*Assignment:* Each line below that includes "instance" counts once; report the total and nothing more.
*** Opening of Records for this exercise ***
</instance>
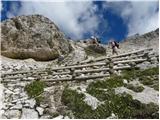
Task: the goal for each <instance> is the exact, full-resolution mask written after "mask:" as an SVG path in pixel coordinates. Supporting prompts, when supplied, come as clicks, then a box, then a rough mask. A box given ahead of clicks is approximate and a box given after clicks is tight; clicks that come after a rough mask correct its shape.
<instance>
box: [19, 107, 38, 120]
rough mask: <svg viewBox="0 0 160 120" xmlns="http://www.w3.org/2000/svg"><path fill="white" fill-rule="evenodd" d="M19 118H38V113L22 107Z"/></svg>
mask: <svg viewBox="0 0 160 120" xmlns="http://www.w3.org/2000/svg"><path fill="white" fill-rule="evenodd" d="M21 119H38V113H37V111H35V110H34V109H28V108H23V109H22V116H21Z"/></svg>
*** Close of Records for this exercise ***
*Answer section:* 3